→ Provided records:
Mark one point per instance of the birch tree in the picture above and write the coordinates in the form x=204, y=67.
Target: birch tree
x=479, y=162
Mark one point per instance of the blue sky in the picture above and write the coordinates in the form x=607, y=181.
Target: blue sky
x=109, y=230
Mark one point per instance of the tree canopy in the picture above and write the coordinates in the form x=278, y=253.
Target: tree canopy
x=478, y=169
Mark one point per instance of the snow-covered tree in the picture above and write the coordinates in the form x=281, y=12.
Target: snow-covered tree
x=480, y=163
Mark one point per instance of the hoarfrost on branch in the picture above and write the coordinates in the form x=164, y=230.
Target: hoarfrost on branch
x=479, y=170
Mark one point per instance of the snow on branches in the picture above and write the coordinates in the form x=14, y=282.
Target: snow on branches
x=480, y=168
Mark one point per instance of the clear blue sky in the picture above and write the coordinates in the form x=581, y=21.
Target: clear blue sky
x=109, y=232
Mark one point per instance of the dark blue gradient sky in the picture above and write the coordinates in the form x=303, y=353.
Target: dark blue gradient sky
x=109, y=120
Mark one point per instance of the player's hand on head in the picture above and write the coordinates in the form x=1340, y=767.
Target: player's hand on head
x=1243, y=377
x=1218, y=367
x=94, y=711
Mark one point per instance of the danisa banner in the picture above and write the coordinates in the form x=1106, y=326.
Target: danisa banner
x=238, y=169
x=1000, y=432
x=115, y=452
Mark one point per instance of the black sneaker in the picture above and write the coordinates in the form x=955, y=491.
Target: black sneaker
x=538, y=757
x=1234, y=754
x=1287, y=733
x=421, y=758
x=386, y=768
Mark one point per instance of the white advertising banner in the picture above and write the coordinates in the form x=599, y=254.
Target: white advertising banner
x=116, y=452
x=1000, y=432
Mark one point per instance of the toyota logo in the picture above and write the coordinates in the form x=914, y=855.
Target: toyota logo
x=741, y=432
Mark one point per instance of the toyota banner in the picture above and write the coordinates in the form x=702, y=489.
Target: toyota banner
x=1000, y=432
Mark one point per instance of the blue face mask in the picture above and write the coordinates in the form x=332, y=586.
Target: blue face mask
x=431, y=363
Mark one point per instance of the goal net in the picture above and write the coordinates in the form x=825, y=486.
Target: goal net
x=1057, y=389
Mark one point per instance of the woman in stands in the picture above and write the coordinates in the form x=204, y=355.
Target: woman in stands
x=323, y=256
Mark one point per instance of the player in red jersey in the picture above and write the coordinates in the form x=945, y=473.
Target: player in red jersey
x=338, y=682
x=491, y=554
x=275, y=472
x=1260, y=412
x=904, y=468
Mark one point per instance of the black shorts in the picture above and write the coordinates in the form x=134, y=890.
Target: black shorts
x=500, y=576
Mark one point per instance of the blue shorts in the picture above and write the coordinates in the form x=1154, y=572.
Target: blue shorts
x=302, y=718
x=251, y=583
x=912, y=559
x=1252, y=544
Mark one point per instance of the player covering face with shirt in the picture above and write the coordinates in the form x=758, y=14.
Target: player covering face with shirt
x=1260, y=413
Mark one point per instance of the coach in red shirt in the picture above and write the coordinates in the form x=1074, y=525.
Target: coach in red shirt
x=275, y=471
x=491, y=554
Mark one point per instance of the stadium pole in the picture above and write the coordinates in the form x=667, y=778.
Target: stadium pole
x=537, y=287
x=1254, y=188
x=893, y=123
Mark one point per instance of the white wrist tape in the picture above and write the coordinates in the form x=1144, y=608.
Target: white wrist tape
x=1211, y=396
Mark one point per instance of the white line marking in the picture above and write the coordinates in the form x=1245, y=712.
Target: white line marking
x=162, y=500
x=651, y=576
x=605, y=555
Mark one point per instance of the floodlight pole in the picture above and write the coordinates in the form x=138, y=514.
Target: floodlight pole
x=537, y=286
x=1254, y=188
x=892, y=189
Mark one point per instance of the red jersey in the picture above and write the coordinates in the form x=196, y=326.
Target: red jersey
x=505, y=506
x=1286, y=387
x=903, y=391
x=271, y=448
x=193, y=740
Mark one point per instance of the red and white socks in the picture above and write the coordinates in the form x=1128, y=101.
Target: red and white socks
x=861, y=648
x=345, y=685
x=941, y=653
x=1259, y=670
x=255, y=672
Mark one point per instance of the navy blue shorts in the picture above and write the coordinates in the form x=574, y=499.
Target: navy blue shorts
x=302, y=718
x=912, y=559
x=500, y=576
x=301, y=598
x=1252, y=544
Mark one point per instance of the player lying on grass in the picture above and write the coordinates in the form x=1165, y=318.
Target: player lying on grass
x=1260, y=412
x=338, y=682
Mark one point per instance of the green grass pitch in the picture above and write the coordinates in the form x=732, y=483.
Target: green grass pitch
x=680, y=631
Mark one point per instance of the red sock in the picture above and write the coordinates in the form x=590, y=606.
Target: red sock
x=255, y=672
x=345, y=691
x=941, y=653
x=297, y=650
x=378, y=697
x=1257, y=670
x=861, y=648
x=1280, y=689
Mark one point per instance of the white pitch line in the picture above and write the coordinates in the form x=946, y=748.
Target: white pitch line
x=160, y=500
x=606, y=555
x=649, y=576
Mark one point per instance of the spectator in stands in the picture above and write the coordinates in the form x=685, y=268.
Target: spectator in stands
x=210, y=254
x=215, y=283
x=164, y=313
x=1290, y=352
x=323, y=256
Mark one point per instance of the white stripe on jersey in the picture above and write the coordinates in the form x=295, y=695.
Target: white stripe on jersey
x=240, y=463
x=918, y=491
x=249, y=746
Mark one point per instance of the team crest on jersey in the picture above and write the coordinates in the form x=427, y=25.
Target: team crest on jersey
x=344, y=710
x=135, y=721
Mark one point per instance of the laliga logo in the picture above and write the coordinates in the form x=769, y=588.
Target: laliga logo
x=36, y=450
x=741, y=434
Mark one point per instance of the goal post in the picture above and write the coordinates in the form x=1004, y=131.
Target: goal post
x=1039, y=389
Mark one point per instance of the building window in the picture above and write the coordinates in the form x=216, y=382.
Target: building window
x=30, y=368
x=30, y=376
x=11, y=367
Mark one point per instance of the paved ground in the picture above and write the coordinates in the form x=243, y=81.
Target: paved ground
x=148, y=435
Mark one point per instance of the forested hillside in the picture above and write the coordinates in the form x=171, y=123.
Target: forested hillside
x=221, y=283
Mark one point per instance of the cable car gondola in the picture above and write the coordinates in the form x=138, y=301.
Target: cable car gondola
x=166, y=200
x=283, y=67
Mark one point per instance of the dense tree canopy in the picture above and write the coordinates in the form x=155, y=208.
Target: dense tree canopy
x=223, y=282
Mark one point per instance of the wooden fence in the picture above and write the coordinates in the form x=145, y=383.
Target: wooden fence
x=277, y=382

→ Prompt: Retype the material above from start to finish without any changes.

→ Response box:
Mark one point per instance of the birch tree in the picture above and write the coordinates in the form x=204, y=67.
Target: birch tree
x=479, y=162
Mark one point per instance of the blue sky in the picture above and write the coordinates in the form x=607, y=181.
Target: blue sky
x=109, y=230
Mark one point per instance of the tree canopy in the picture above and write the coordinates in the form x=278, y=253.
Target: tree canopy
x=478, y=169
Mark one point per instance of the snow-covered tree in the picture above and write the coordinates in the form x=281, y=12.
Target: snow-covered tree
x=480, y=163
Mark one point per instance of the hoarfrost on branch in the picture above and write the coordinates in the form x=164, y=230.
Target: hoarfrost on branch
x=479, y=170
Mark one point per instance of the snow on branches in the picture above and write the coordinates in the form x=14, y=282.
Target: snow on branches
x=480, y=168
Mark one point per instance of the clear blue sky in the picture above and write the coordinates in the form x=581, y=21.
Target: clear blue sky
x=109, y=232
Mark one point per instance of the dark blue gradient sky in the picture above and write the coordinates in the form x=303, y=353.
Target: dark blue gradient sky
x=109, y=120
Mark one point per instance of the player's hand on head in the picture above and write the coordinates in the form x=1340, y=767.
Target: player's hand on head
x=1243, y=377
x=1218, y=367
x=94, y=711
Mark one point per instance of the danisa banner in the picture above and write the coordinates in the form x=1106, y=326.
Target: danisa banner
x=238, y=169
x=1000, y=432
x=115, y=452
Mark one point per instance of the black sneaker in the picture above and write the coordinates in the form x=955, y=491.
Target: black sneaker
x=538, y=757
x=1234, y=754
x=1287, y=733
x=421, y=758
x=386, y=768
Mark one point per instance of the white advertising banner in the picture above and write the coordinates in the form x=599, y=254.
Target: white advertising banner
x=116, y=452
x=1000, y=432
Mark one point per instance of the toyota logo in the picture above and write the coordinates in the form x=914, y=855.
Target: toyota logo
x=741, y=432
Mark one point per instance of the toyota banner in the picture above and write the coordinates in the form x=702, y=489.
Target: toyota banner
x=1000, y=432
Mark one point per instance of the blue face mask in the picture above and write the coordinates in the form x=332, y=586.
Target: blue face mask
x=431, y=363
Mark one point per instance of the goal net in the picture above and write the coordinates in the form x=825, y=486.
Target: goal net
x=1057, y=389
Mark one point per instance of the woman in stands in the picture above and write the coordinates in the form x=204, y=355.
Target: woman in stands
x=323, y=256
Mark one point per instance of the player in red jersey in the picture above and write the coordinates in the form x=945, y=473.
Target: player in red jersey
x=338, y=682
x=491, y=554
x=275, y=472
x=1260, y=412
x=904, y=468
Mark one point per instance of the black shorts in the picture above and write the coordinates in the form x=134, y=890.
Target: black shorts
x=500, y=576
Mark one point per instance of the blue shorts in the picture above and write the coordinates in the form x=1154, y=572.
Target: blue shorts
x=302, y=718
x=251, y=583
x=912, y=559
x=1252, y=544
Mark one point per instance of the player covering face with shirt in the picture above and write the coordinates in the form x=758, y=14.
Target: player covering face with shirt
x=1260, y=413
Mark one point per instance of the coach in red shirt in the picture above and write the coordinates in the form x=1074, y=525.
Target: coach in red shirt
x=275, y=471
x=491, y=554
Mark one point per instance of the stadium pole in the picture above and write the coordinates in the form x=667, y=778.
Target: stadium pole
x=537, y=287
x=1254, y=188
x=893, y=123
Mark one point per instance of the white wrist tape in the picture above and write the coordinates in the form x=1144, y=608.
Target: white wrist tape
x=1211, y=396
Mark one point per instance of the white line marking in the picture above and write the coordinates in the form x=1245, y=712.
Target: white line marking
x=162, y=500
x=651, y=576
x=605, y=555
Mark one point per instance of the floodlight pole in the picture above and write the coordinates in the form x=138, y=514.
Target: floodlight pole
x=537, y=286
x=1254, y=188
x=892, y=189
Mark one point per instance of the red jersey in the picture above and write the coordinates in the form x=196, y=326.
Target: red jersey
x=505, y=506
x=1286, y=387
x=903, y=391
x=271, y=448
x=193, y=740
Mark one point per instance of the red and white socks in the picture above and write the coordinates in the form x=1128, y=101.
Target: red and white socks
x=861, y=648
x=345, y=685
x=941, y=653
x=1259, y=670
x=255, y=672
Mark one point per instance of the navy blue shorts in the picture above and write the coordinates in the form x=574, y=499.
Target: navy blue shorts
x=302, y=718
x=912, y=559
x=500, y=576
x=301, y=598
x=1252, y=544
Mark one point per instance of the player lying on grass in the picture above and write the coordinates in the form x=1165, y=318.
Target: player lying on grass
x=1260, y=412
x=338, y=682
Mark one point per instance of the green grass pitch in the picture above and write the coordinates in the form x=732, y=483.
Target: green grass pitch
x=680, y=631
Mark one point per instance of the red sock in the picture above and write the coordinates in the form x=590, y=606.
Target: red sock
x=255, y=672
x=345, y=691
x=941, y=653
x=297, y=650
x=378, y=697
x=1257, y=670
x=861, y=648
x=1280, y=689
Mark one point per instance of the white pitch line in the picture above and write the coordinates in the form x=946, y=748.
Target: white pitch line
x=160, y=500
x=606, y=555
x=649, y=576
Mark one point per instance of the spectator in stands in the picture above and write the coordinates in the form x=685, y=268.
Target: spectator in stands
x=210, y=254
x=215, y=283
x=164, y=313
x=1290, y=352
x=323, y=256
Mark one point per instance of the white stripe on jersey in the picture above and write the coordinates in the form x=295, y=695.
Target: white stripe on jersey
x=240, y=463
x=918, y=491
x=249, y=746
Mark one point per instance of the team crest on jersey in the picture above and write the coordinates in the form x=427, y=25.
Target: team crest on jersey
x=344, y=710
x=135, y=721
Mark one point per instance of the laliga logo in the picture above and write the coordinates in the form x=769, y=588.
Target: laliga logo
x=36, y=450
x=741, y=434
Mark one point per instance of the goal post in the picture above and write the coordinates in the form x=1004, y=131.
Target: goal post
x=1039, y=389
Mark one point per instance of the building window in the picture above and write the coordinates in the form x=216, y=382.
Target: building window
x=30, y=368
x=30, y=376
x=11, y=367
Mark one point per instance of the paved ground in the picture above and write the coordinates in the form x=243, y=81.
Target: paved ground
x=148, y=435
Mark one point per instance of the forested hillside in the picture above and write the coordinates in the form x=171, y=123.
Target: forested hillside
x=221, y=283
Mark one point per instance of the cable car gondola in the picture above and write the coordinates in the form x=138, y=301.
Target: cable car gondola
x=166, y=200
x=283, y=67
Mark one point per instance of the dense tree canopy in the picture above and write the coordinates in the form x=155, y=208.
Target: dense tree canopy
x=223, y=282
Mark one point per instance of the wooden fence in the picture above and write the coordinates in the form x=145, y=383.
Target: wooden fence
x=277, y=382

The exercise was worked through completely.